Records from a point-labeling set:
◇ ◇ ◇
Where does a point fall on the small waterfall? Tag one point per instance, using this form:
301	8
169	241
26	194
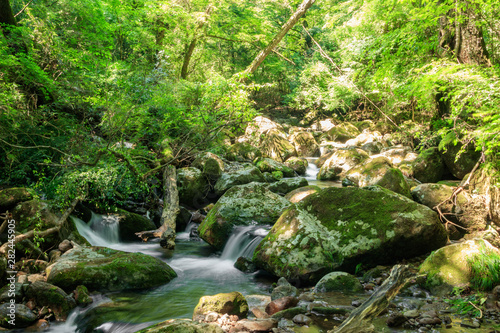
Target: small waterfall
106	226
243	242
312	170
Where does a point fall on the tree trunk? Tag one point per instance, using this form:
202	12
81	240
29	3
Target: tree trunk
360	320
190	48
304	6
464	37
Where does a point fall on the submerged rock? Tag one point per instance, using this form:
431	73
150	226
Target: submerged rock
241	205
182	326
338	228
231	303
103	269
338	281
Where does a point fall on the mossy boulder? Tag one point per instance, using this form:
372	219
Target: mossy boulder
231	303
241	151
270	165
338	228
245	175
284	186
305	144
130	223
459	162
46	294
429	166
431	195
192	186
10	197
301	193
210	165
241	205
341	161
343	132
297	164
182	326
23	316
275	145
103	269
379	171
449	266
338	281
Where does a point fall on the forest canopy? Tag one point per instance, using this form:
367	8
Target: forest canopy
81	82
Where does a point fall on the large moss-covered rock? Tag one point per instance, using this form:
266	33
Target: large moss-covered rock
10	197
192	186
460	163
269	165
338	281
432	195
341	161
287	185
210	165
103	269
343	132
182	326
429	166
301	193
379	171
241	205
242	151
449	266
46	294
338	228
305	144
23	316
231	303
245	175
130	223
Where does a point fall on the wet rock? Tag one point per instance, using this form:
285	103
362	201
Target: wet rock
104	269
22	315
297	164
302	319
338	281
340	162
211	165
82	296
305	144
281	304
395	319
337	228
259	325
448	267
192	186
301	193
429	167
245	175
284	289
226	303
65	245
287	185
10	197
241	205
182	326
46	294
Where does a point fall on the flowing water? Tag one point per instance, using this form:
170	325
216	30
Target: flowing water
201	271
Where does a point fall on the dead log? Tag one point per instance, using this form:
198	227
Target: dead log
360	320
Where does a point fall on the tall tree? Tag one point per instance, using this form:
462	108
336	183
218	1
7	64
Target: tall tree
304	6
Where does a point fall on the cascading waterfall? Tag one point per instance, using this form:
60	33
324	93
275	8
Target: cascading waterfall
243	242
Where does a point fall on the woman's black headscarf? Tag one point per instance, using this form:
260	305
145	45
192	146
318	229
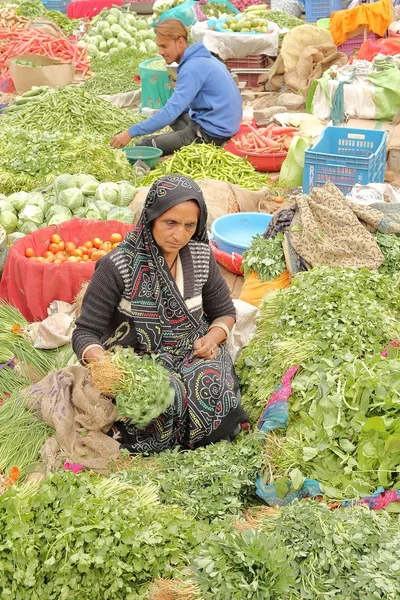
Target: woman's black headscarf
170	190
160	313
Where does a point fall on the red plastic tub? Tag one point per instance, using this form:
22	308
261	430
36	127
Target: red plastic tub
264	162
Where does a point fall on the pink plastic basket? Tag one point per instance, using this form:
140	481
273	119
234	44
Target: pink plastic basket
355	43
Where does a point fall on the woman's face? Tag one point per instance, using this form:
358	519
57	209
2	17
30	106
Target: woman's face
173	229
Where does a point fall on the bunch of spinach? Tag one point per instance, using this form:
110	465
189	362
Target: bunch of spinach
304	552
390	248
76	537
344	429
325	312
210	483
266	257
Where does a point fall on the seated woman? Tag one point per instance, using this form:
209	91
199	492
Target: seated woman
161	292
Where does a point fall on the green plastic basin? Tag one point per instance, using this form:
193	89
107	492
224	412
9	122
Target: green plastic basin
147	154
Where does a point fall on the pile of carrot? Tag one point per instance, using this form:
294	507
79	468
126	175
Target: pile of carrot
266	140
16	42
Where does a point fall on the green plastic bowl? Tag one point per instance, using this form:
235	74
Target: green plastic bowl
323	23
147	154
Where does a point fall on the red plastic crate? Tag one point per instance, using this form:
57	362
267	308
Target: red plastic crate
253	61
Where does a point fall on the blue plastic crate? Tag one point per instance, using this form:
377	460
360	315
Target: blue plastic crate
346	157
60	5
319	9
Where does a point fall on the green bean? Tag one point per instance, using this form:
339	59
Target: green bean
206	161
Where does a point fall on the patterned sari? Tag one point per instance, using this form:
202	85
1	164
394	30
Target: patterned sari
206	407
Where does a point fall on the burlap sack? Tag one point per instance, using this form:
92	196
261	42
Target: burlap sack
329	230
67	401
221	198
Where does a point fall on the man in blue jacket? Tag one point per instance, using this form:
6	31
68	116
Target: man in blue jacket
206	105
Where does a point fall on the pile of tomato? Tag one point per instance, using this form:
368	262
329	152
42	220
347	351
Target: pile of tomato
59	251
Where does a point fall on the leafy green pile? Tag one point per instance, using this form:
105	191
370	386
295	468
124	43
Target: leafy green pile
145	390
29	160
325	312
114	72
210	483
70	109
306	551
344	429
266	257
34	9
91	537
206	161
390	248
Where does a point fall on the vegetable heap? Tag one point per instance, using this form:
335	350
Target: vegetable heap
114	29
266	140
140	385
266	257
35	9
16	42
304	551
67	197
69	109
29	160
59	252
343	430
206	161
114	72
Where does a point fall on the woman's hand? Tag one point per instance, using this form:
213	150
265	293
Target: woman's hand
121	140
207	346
◇ ◇ ◇
_Exercise requirements_
Print the rows again without any changes, starting at the line containing "Where does a point fall on the leafy" and continuing through the last line of the rows.

_Solution_
Where does a point fall on the leafy green pile? Tag one point per instance, using this form:
105	191
370	386
295	468
124	43
Target: leafy green pile
145	390
29	160
325	312
114	72
210	483
70	109
306	551
344	429
266	257
34	9
91	537
206	161
390	248
Where does a point fall on the vegetable heap? Tag one point per instance, using this form:
335	350
Target: vegetable heap
114	29
266	140
140	385
266	257
35	9
16	42
304	551
67	197
69	109
29	160
59	252
343	430
206	161
114	72
Where does a point fall on the woman's hand? Tag one point per instance, using this form:
213	150
265	293
Target: woman's hand
121	140
207	346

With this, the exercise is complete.